ENTRIES SUPPLIED
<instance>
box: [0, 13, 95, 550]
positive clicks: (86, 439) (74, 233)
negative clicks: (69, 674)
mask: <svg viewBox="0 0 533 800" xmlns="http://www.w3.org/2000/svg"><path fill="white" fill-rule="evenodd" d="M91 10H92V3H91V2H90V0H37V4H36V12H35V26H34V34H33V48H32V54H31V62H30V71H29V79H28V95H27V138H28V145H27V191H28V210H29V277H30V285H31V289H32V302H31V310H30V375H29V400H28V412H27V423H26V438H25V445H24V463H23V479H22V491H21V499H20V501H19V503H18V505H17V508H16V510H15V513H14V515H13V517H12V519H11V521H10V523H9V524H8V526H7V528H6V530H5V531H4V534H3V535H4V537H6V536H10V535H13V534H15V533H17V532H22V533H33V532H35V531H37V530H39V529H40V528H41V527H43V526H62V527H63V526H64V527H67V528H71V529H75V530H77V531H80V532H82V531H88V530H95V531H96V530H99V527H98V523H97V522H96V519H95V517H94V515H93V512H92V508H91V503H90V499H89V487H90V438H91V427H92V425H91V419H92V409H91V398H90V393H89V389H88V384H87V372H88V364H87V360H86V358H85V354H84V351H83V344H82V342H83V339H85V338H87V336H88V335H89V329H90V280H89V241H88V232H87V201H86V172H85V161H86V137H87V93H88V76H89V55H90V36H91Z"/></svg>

THE TASK
Copy the entries above, replacing "negative clicks" with "background clicks" and keeping everything else the same.

TASK ANSWER
<instance>
box: [0, 13, 95, 550]
positive clicks: (86, 439) (74, 233)
background clicks: (69, 674)
mask: <svg viewBox="0 0 533 800" xmlns="http://www.w3.org/2000/svg"><path fill="white" fill-rule="evenodd" d="M91 10H92V3H91V2H90V0H37V4H36V12H35V26H34V34H33V48H32V54H31V62H30V71H29V79H28V95H27V138H28V145H27V191H28V210H29V277H30V285H31V289H32V302H31V310H30V375H29V400H28V412H27V423H26V438H25V445H24V463H23V479H22V491H21V499H20V501H19V503H18V505H17V508H16V510H15V513H14V515H13V517H12V519H11V521H10V523H9V524H8V526H7V528H6V530H5V531H4V534H3V535H4V537H6V536H10V535H13V534H15V533H17V532H22V533H33V532H35V531H37V530H39V529H40V528H41V527H43V526H62V527H63V526H64V527H67V528H71V529H75V530H77V531H80V532H82V531H88V530H95V531H96V530H99V527H98V523H97V522H96V519H95V517H94V515H93V512H92V508H91V503H90V499H89V487H90V438H91V427H92V425H91V419H92V409H91V398H90V393H89V389H88V384H87V372H88V364H87V360H86V358H85V354H84V351H83V344H82V342H83V339H85V338H87V336H88V335H89V329H90V280H89V241H88V232H87V201H86V172H85V161H86V137H87V93H88V76H89V55H90V36H91Z"/></svg>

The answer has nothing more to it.